--- Start Given text ---

Principal–agent theory looks at the investment center managers as opportunistic agents with more information about alternative actions and their consequences than the principal, that is, the HQ manager (the so-called problem of asymmetric information; Kaplan and Atkinson 2015; Jensen and Meckling 1976). This constitutes the agency problem of moral hazard, that is, the question of how the agent is motivated to act in the interest of the principal. Due to the problem of moral hazard, a demand exists from the top management for information about the performance of the investment center management. The visibility of performance measurement should ensure the investment center manager is held accountable for their performance. This helps to ensure that the division manager has the motivation to pursue decision alternatives that are not only in their self-interest but also benefit the HQ management. A key issue is to ensure that the investment center manager produces credible information for the HQ’s management planning and decision making.

Accounting measurement tools are, thus, seen as a mechanical instrument to govern the principal–agent relationship. Measuring the actual financial performance controllable by the agent and linking these results to the divisional manager’s reward is suggested to be effective in motivating employees to work toward stated targets. Typically investment center managers are assumed to control sales, costs, and assets and can, therefore, be held accountable for financial figures, such as return on investment, assets, net assets, or equity (ROI, ROA, RONA, ROE) and economic value added (EVA). EVA is argued to be superior to the others because it does not take the cost of equity capital into account. The philosophy of EVA rate is that a company only creates value to its shareholder if the ROE is higher than the weighted average cost of capital (WACC). Thus, a proprietary and financially oriented set of performance measures are the tradition in this context.

In order to provide undistorted incentives, performance contracts for divisional managers should be constructed in such a way that the agent knows the desirable results and that the results are controllable and measurable in a quantitative and unequivocal way (Merchant 1985). However, in practice, this is a challenging task (Puxty 1985).

--- End Given text ---
--- Start Given material ---

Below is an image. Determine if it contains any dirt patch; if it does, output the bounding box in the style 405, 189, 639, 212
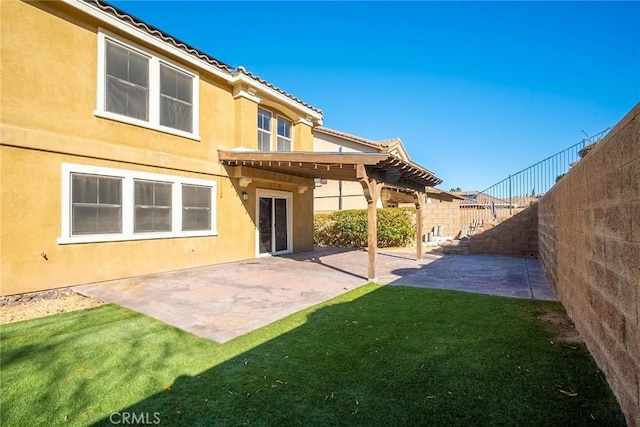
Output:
533, 310, 583, 344
0, 288, 105, 324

--- End Given material ---

What this task involves: In the principal–agent theory text, when does the philosophy of the EVA rate say a company creates value for its shareholder?

Answer in full: Only if the ROE is higher than the weighted average cost of capital (WACC).